## Given exercise
Retype every line of the listing below without changing anything.

(Point-based annotation data)
'''

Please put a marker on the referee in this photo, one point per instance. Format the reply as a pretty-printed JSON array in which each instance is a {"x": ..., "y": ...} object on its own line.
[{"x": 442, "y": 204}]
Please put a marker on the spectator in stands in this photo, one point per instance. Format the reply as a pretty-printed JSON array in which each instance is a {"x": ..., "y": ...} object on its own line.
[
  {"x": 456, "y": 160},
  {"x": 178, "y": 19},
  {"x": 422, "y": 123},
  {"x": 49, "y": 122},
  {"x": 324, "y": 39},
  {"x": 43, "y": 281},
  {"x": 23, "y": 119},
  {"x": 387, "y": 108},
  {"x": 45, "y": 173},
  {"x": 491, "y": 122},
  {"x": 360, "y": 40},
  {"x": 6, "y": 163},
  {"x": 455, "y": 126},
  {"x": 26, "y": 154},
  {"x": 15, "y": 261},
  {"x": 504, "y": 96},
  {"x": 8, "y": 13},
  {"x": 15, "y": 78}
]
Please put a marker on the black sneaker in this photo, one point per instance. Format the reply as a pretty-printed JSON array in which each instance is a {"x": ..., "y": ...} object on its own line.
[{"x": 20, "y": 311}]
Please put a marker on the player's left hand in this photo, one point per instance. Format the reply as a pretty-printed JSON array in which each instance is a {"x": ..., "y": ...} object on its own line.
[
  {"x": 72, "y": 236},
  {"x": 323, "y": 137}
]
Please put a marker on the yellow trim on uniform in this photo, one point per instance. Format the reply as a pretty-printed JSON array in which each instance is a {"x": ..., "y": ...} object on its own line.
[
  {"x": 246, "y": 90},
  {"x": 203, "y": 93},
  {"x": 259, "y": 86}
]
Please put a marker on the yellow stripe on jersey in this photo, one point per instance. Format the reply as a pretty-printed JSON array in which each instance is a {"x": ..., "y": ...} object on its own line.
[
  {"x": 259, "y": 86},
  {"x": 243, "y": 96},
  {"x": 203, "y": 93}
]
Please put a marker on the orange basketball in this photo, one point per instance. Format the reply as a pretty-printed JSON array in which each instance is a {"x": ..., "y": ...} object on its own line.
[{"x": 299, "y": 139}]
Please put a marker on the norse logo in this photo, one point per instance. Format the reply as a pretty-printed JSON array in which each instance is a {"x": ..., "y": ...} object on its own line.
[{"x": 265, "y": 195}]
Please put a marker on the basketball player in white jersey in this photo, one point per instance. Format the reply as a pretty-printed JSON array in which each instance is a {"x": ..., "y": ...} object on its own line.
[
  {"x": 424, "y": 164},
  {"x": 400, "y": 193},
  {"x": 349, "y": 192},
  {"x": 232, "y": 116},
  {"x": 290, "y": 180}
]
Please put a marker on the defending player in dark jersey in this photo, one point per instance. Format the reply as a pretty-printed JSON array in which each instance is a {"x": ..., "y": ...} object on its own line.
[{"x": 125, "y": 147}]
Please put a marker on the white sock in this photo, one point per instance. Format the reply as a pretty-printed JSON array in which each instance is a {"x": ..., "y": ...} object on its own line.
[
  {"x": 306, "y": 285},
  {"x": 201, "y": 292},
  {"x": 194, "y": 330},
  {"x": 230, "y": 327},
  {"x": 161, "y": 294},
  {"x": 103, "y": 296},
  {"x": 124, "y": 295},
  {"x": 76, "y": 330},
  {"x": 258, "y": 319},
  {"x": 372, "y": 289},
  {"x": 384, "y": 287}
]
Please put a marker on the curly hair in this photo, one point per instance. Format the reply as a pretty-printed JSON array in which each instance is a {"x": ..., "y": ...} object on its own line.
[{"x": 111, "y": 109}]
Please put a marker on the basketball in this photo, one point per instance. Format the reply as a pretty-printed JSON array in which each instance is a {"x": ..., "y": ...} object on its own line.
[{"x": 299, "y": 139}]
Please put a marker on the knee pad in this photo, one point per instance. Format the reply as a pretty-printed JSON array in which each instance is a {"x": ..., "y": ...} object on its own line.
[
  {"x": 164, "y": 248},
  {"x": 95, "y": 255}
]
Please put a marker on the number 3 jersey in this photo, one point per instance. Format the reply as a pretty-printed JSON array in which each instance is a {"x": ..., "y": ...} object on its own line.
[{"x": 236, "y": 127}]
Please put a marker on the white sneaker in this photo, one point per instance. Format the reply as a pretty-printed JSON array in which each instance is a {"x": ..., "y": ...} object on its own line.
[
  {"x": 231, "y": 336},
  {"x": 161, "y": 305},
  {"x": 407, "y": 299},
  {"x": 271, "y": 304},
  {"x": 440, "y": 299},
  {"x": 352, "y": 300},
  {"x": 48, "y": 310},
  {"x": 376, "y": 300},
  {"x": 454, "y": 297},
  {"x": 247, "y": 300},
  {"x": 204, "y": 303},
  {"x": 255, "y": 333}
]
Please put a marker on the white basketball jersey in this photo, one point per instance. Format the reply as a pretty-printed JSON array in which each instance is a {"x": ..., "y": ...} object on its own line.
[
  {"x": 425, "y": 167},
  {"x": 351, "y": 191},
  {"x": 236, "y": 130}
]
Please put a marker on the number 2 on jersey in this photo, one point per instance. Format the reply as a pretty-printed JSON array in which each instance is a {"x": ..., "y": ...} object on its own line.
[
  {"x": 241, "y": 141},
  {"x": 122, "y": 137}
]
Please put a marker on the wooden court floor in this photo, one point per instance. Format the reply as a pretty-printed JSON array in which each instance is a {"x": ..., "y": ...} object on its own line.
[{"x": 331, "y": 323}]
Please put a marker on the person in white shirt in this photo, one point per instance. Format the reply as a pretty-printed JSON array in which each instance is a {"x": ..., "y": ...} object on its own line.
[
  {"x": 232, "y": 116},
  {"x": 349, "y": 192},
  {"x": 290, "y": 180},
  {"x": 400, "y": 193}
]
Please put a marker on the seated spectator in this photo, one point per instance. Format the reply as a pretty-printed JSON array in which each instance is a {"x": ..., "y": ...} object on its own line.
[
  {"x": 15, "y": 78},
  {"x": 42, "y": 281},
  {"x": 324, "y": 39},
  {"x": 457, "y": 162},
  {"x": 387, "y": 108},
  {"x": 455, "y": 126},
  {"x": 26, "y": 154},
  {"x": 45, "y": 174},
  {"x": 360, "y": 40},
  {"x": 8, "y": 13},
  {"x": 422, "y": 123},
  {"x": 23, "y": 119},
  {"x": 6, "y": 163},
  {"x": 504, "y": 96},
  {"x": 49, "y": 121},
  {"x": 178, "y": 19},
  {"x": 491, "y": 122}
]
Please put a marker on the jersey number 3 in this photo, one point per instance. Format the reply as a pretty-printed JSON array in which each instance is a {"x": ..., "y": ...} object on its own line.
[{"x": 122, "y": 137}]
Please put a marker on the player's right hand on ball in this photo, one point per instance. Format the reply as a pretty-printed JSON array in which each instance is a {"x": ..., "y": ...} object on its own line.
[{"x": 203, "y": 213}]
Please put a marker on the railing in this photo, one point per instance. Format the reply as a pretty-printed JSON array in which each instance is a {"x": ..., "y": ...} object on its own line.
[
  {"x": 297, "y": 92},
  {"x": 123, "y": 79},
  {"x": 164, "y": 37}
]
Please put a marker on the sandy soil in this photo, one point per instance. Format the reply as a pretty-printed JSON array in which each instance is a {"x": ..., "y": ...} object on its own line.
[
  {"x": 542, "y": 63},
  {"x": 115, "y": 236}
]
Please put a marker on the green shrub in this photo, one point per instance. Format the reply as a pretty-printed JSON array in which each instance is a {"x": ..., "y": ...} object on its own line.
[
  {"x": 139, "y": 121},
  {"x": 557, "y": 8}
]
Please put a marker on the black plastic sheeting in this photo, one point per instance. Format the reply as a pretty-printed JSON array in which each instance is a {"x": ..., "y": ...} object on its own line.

'''

## Response below
Please put a marker on the referee in this photo, one point per instance. Format the reply as a pretty-printed JSON array in which each instance is a {"x": ..., "y": ...} object on its own line.
[{"x": 442, "y": 204}]
Please put a marker on the spectator in stands in this photo, one point per instance. Format the reply as a pretty-printed JSON array in which each instance is a {"x": ..., "y": ...} object on its own line.
[
  {"x": 456, "y": 160},
  {"x": 178, "y": 19},
  {"x": 422, "y": 123},
  {"x": 49, "y": 122},
  {"x": 324, "y": 39},
  {"x": 43, "y": 281},
  {"x": 23, "y": 119},
  {"x": 387, "y": 108},
  {"x": 45, "y": 173},
  {"x": 491, "y": 122},
  {"x": 360, "y": 40},
  {"x": 6, "y": 163},
  {"x": 455, "y": 126},
  {"x": 26, "y": 154},
  {"x": 15, "y": 261},
  {"x": 504, "y": 96},
  {"x": 8, "y": 13},
  {"x": 15, "y": 78}
]
Please put a marker on the black sneaker in this photo, one point per instance. Format the reply as a pretty-printed JSON array in which each instance is a {"x": ..., "y": ...} object on its own line.
[{"x": 20, "y": 311}]
Please put a marker on the player's left hand in this photo, one point per instance. Format the reply as a pretty-printed JSON array in which each instance is a {"x": ..., "y": ...} object on its own line.
[
  {"x": 72, "y": 236},
  {"x": 323, "y": 137}
]
Please put a marker on the yellow trim on uniform in this photo, one point per instance. Format the reply as a pretty-printed JSON array in which each instance is a {"x": ..., "y": ...} object on its own line.
[
  {"x": 246, "y": 90},
  {"x": 203, "y": 93},
  {"x": 259, "y": 86}
]
Please put a marker on the yellow stripe on jersey in this photo, one point per instance. Format the reply as a pretty-printed JSON array in which each instance is a {"x": ..., "y": ...} object on its own line.
[
  {"x": 259, "y": 86},
  {"x": 243, "y": 96},
  {"x": 203, "y": 93}
]
Please put a marker on the orange basketball in this photo, one point per instance. Format the reply as a pretty-printed JSON array in which each instance is a {"x": ..., "y": ...} object on its own line.
[{"x": 299, "y": 139}]
Please put a marker on the norse logo in this photo, one point per instance. Format the reply as a pretty-printed JSON array in which each instance is a {"x": ..., "y": ...} object on its own line.
[{"x": 265, "y": 195}]
Please put a marker on the basketball player in white jersey in this photo, one point per instance. Format the reply as a pretty-printed JSON array in which each instance is a {"x": ..., "y": ...} object on its own line.
[
  {"x": 424, "y": 164},
  {"x": 400, "y": 193},
  {"x": 349, "y": 192},
  {"x": 232, "y": 116},
  {"x": 290, "y": 180}
]
Please put a marker on the defending player in dark jersey in this photo, one point per instance. Format the reply as a pretty-printed JSON array in which each instance is a {"x": ..., "y": ...} object on its own line.
[{"x": 125, "y": 147}]
Please put a marker on the white sock in this photo, one point per instance. Format the reply as a pretty-printed JSON array in which each instance is a {"x": ..., "y": ...} object on its own line.
[
  {"x": 306, "y": 285},
  {"x": 201, "y": 292},
  {"x": 194, "y": 330},
  {"x": 230, "y": 327},
  {"x": 161, "y": 294},
  {"x": 103, "y": 296},
  {"x": 124, "y": 295},
  {"x": 76, "y": 330},
  {"x": 258, "y": 319},
  {"x": 372, "y": 289},
  {"x": 384, "y": 287}
]
Please put a marker on the curly hair in this photo, one point per instance. Format the reply as a pretty-printed JSON array in which each instance is a {"x": ..., "y": ...} object on its own line.
[{"x": 111, "y": 109}]
Please put a marker on the basketball in this photo, one point per instance. Format the reply as a pretty-printed JSON array in which each instance is a {"x": ..., "y": ...} object on its own line.
[{"x": 299, "y": 139}]
Please put a marker on the knee pad in this photo, one point per instance. Format the reply as a pretty-printed JSON array in which each instance is a {"x": ..., "y": ...} object on its own line.
[
  {"x": 164, "y": 248},
  {"x": 95, "y": 255}
]
Please put a marker on the number 3 jersey in this photo, one point per instance. Format the reply as a pretty-printed JSON array in which each instance is a {"x": ..., "y": ...} object on its own line.
[{"x": 236, "y": 127}]
Please put a marker on the white sneaker in this photo, one point per instance. Format the reply as a pretty-printed JSON array in which each instance is a {"x": ..., "y": ...} object on its own line.
[
  {"x": 231, "y": 336},
  {"x": 161, "y": 305},
  {"x": 407, "y": 299},
  {"x": 271, "y": 304},
  {"x": 440, "y": 299},
  {"x": 352, "y": 300},
  {"x": 48, "y": 310},
  {"x": 376, "y": 300},
  {"x": 454, "y": 297},
  {"x": 247, "y": 300},
  {"x": 204, "y": 303},
  {"x": 255, "y": 333}
]
Please put a marker on the white basketball jersey in this photo, one point per instance. Format the reply as a pretty-printed JSON array in which each instance is a {"x": ..., "y": ...} object on its own line.
[
  {"x": 425, "y": 167},
  {"x": 351, "y": 191},
  {"x": 236, "y": 130}
]
Please put a marker on the number 2 on jersey in this photo, one point per instance. Format the reply as a pretty-printed JSON array in which each instance is a {"x": ..., "y": ...} object on its own line.
[
  {"x": 241, "y": 141},
  {"x": 122, "y": 137}
]
Please put a marker on the wooden court floor in this photo, one point per instance. Format the reply as a pretty-printed JSON array in which each instance is a {"x": ..., "y": ...} object on its own line.
[{"x": 331, "y": 323}]
Please put a marker on the person in white shirt in this photo, one point per instance. Format the reply as a pretty-printed JSON array in which each instance is a {"x": ..., "y": ...} object on its own line.
[
  {"x": 232, "y": 116},
  {"x": 349, "y": 192},
  {"x": 290, "y": 180},
  {"x": 400, "y": 193}
]
Please put a marker on the seated spectator in this photo, one point per instance. Format the reply as a pretty-printed JSON array in which each instance is a {"x": ..., "y": ...} object on its own line.
[
  {"x": 15, "y": 78},
  {"x": 42, "y": 281},
  {"x": 324, "y": 39},
  {"x": 457, "y": 162},
  {"x": 387, "y": 108},
  {"x": 455, "y": 126},
  {"x": 26, "y": 154},
  {"x": 45, "y": 174},
  {"x": 360, "y": 40},
  {"x": 8, "y": 13},
  {"x": 422, "y": 123},
  {"x": 23, "y": 119},
  {"x": 6, "y": 163},
  {"x": 504, "y": 96},
  {"x": 49, "y": 121},
  {"x": 178, "y": 19},
  {"x": 491, "y": 122}
]
Please put a marker on the jersey number 3 in this photo, one point per instance. Format the reply as a pretty-printed JSON array in which each instance is a {"x": ..., "y": ...} object on its own line.
[{"x": 122, "y": 137}]
Please put a marker on the player's right hand on ball in this photo, one point per instance. Format the reply as a pretty-printed JSON array in which each instance is a {"x": ..., "y": ...} object on its own line.
[{"x": 203, "y": 213}]
Please put a marker on the railing in this photo, one point per instance. Format the reply as a pretty-printed JSON array in which each instance is a {"x": ..., "y": ...} object on its own line.
[
  {"x": 297, "y": 92},
  {"x": 123, "y": 79},
  {"x": 164, "y": 37}
]
Please put a marker on the sandy soil in this photo, one point per instance. Format the reply as a pretty-printed JSON array in which each instance is a {"x": ..., "y": ...} object on its own line.
[
  {"x": 542, "y": 63},
  {"x": 115, "y": 236}
]
Please put a marker on the green shrub in this photo, one point per instance. Format the reply as a pretty-printed JSON array in which each instance is a {"x": ..., "y": ...} object on its own line.
[
  {"x": 139, "y": 121},
  {"x": 557, "y": 8}
]
Please put a marker on the black plastic sheeting in this photo, one point per instance. Format the reply as a pretty-printed JSON array in which each instance is a {"x": ..., "y": ...} object on its own line.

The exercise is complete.